WORK ORDER A :: According to the post on eucharistic fasting below, how often does the Church require the faithful to receive communion?
WORK ORDER B :: Please transcribe the post on eucharistic fasting between "The popular practice" and "Fellowship of Faith.", inclusive.

QUOTED PASSAGE ::
Everybody’s favourite blogger (or mine, anyway), Max Lindenman, posted more confessional gold this week. I swear, the man has to publish his memoirs.
The title alone of his latest post commands attention: My First Grave Sin: A Christmas Story. However, I’ll just hone in on the ultimate paragraph:
Maybe in the hope of expiating the sin of that first, unworthy, Communion, I rarely commune at all now. Three or four times in a given year is a lot for me. If I can’t make a firm purpose of amendment, I don’t even bother — who would I be fooling? I suppose abstaining does keep me cut off from the primal, life-giving, genius-stoking stuff of Catholicism, but I get another facet of the Catholic experience in spades. That taste of cardboard was my first taste of unworthiness, and by extension, of Catholic guilt.
This raises a very interesting point. A moot point in my case, since I’m a priest, who is obliged to receive communion every time I say Mass. But that’s not true for most Catholics. The Church mandates the faithful receive communion once a year. For the rest of the time, the faithful are free to assist at Mass — which brings countless graces — while abstaining from communion.
The popular practice these days, of course, is to equate Mass with communion. Pope Pius X wished to see more Catholics receive communion more regularly. And why not? When we receive communion, it pleases our Lord. He wants us to approach him, to invite him into our lives, to enter into communion with him. Hence this advice from St Josemaría Escrivá:
He has stayed here for you. It is not reverence to omit going to Communion when well disposed. It’s irreverence only when you receive him unworthily.
But there is also a venerable tradition of “eucharistic fasting,” strong among the Fathers. Pope Benedict treats this in his Pilgrim Fellowship of Faith.
When Augustine felt his death approaching, he “excommunicated” himself and took upon himself ecclesiastical penitence. In his last days, he set himself alongside, in solidarity, with the public sinners who seek forgiveness and grace through the pain of not receiving Communion. He wanted to meet his Lord in the humility of those who hunger and thirst for righteousness, for Him, the righteous and gracious One.
I’m reminded of Simone Weil, who prayed daily in front of the tabernacle, but denied herself the sacraments — even baptism — partly in fear of committing idolatry (seeking the Church’s human consolations in place of God), but also in solidarity with the marginalised.
Ratzinger goes on. Apparently eucharistic fasting was once a common practice.
Probably since the time of the apostles, eucharistic fasting on Good Friday was a part of the Church’s spirituality of Communion. Not receiving Communion on one of the most holy days of the Church’s year, which was celebrated with no Mass and without any Communion of the faithful, was a particularly profound way of sharing in the Passion of the Lord: the sorrowing of the bride from whom the bridegroom has been taken away.

SUPPLIED ENTRIES ::

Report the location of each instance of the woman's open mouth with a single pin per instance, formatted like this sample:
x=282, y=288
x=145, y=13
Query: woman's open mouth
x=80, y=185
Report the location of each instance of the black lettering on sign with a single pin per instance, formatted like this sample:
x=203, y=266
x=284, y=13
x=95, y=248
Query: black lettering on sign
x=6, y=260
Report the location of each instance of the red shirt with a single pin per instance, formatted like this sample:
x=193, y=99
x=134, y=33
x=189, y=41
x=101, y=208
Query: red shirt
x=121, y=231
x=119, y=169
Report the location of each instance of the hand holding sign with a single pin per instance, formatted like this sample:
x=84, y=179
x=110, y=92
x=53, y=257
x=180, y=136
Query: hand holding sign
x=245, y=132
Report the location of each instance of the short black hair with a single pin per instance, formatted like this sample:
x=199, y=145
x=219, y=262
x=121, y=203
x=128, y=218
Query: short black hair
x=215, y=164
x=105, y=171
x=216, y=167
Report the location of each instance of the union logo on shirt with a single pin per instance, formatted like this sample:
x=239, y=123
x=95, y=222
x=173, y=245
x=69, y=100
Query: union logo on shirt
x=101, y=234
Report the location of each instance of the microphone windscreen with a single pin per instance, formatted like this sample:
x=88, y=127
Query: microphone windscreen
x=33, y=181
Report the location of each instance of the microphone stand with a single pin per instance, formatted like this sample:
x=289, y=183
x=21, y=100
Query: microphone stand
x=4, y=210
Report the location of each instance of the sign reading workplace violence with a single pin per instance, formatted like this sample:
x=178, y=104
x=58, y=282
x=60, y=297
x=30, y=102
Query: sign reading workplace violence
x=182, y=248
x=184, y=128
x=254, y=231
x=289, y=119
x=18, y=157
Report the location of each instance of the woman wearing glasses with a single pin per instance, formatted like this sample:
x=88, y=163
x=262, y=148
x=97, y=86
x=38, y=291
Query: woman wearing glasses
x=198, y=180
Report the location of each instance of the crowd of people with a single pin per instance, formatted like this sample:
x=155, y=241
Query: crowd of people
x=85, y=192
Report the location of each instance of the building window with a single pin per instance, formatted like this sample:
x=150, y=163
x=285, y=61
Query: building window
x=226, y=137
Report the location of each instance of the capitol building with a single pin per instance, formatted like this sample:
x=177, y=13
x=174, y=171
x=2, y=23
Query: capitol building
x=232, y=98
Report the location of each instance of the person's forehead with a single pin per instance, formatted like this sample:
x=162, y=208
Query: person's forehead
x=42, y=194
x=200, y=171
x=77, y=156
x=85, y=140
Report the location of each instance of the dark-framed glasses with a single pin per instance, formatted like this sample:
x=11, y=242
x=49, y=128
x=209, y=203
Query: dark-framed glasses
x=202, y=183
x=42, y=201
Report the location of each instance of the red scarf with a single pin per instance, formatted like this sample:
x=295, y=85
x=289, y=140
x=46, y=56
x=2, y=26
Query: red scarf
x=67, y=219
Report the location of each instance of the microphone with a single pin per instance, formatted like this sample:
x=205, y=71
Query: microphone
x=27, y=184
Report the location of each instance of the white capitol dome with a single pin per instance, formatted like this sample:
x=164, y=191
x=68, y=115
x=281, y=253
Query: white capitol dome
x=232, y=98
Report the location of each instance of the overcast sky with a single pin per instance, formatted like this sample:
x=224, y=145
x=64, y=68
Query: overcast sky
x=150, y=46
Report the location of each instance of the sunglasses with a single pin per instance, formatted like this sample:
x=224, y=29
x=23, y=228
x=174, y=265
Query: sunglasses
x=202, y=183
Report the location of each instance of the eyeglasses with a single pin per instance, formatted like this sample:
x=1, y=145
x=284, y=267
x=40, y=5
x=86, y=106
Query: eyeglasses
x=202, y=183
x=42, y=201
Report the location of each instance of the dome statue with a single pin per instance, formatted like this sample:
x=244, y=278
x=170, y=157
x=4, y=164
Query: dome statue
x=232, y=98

TASK ANSWER A :: Once a year.

TASK ANSWER B ::
The popular practice these days, of course, is to equate Mass with communion. Pope Pius X wished to see more Catholics receive communion more regularly. And why not? When we receive communion, it pleases our Lord. He wants us to approach him, to invite him into our lives, to enter into communion with him. Hence this advice from St Josemaría Escrivá:
He has stayed here for you. It is not reverence to omit going to Communion when well disposed. It’s irreverence only when you receive him unworthily.
But there is also a venerable tradition of “eucharistic fasting,” strong among the Fathers. Pope Benedict treats this in his Pilgrim Fellowship of Faith.